──────── INFORMATION SHOWN ────────
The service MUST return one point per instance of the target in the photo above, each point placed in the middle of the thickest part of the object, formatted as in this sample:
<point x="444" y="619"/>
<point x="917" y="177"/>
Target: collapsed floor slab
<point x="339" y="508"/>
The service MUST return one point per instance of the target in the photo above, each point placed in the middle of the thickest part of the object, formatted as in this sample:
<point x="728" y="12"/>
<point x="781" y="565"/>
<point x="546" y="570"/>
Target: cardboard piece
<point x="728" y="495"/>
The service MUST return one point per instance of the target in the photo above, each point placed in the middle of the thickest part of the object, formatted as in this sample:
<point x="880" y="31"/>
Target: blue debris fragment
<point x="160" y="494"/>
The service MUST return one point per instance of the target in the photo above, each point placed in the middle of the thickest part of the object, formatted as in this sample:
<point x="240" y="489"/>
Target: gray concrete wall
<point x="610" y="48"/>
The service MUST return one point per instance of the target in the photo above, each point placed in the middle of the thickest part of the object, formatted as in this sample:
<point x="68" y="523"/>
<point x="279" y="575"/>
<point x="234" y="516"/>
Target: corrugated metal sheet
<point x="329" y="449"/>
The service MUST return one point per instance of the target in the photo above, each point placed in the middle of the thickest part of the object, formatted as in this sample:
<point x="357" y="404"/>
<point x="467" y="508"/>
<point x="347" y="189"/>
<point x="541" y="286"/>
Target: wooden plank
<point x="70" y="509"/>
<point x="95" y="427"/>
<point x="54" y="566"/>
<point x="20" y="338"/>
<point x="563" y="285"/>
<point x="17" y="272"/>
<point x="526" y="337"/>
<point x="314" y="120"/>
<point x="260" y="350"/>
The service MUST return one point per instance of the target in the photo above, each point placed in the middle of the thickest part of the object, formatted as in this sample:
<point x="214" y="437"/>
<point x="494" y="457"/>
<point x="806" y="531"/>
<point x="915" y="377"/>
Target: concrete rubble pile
────────
(ABOUT THIS EXERCISE): In full and without changes, copy the entries above.

(RESULT):
The service MUST return one point per instance of the target in the photo above, each point placed in the middle of the thickest part of the object, formatted as in this sample:
<point x="444" y="619"/>
<point x="917" y="177"/>
Target: collapsed floor slab
<point x="339" y="508"/>
The service MUST return one point per instance of the target in the photo above, each point placed in the middle of the thickest part of the object, formatted as in this sample:
<point x="728" y="12"/>
<point x="781" y="565"/>
<point x="546" y="570"/>
Target: cardboard piece
<point x="728" y="495"/>
The service MUST return one point per instance of the target in the photo above, each point placed in the middle of the thickest part of the object, formatted as in this sample:
<point x="880" y="31"/>
Target: blue debris fragment
<point x="160" y="494"/>
The service MUST return one point per instance of the target in the photo above, each point placed in the middle of the thickest part of the object, formatted as in this sample:
<point x="240" y="489"/>
Target: gray concrete wall
<point x="610" y="48"/>
The service MUST return one point per instance of the target in the photo above, each point placed in the middle of the thickest part of the object, formatted as in this sample:
<point x="68" y="523"/>
<point x="279" y="575"/>
<point x="234" y="516"/>
Target: corrugated metal sheet
<point x="329" y="449"/>
The service MUST return one point per instance of the target in the photo above, each point placed in the middle of the thickest part of the object, formatted as in this sample:
<point x="357" y="404"/>
<point x="467" y="508"/>
<point x="347" y="189"/>
<point x="541" y="286"/>
Target: wooden plank
<point x="70" y="509"/>
<point x="95" y="427"/>
<point x="54" y="566"/>
<point x="20" y="338"/>
<point x="563" y="285"/>
<point x="17" y="272"/>
<point x="526" y="337"/>
<point x="314" y="120"/>
<point x="260" y="350"/>
The service MUST return one point per instance of the target in the photo above, each point placed in the middle of the thickest part of the object, formatted as in this sample:
<point x="214" y="437"/>
<point x="494" y="457"/>
<point x="806" y="531"/>
<point x="915" y="377"/>
Target: concrete rubble pile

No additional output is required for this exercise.